▶ _Brief_: Could you give the entries back exactly as they stand, minus any pictures?
### The records
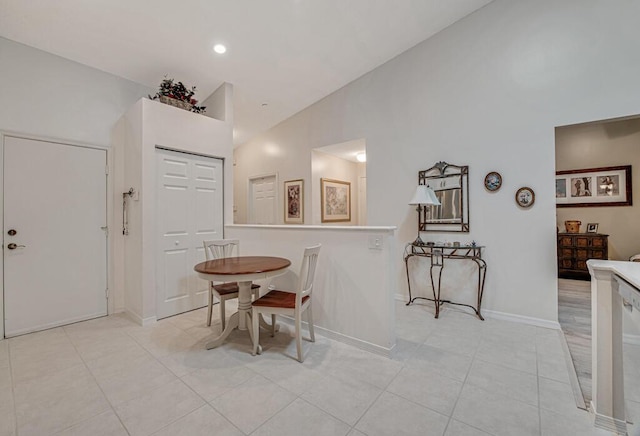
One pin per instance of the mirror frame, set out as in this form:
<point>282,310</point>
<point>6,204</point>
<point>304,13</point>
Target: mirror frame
<point>439,171</point>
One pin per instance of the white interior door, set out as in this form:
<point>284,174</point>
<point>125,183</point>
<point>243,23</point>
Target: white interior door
######
▶ _Solution to this exercise_:
One pin per instance of the mirror frame, set out as in this form:
<point>282,310</point>
<point>6,204</point>
<point>304,13</point>
Target: mirror frame
<point>439,171</point>
One pin per instance of the white interior door, set out as in this form:
<point>284,174</point>
<point>125,183</point>
<point>243,23</point>
Target: white interior door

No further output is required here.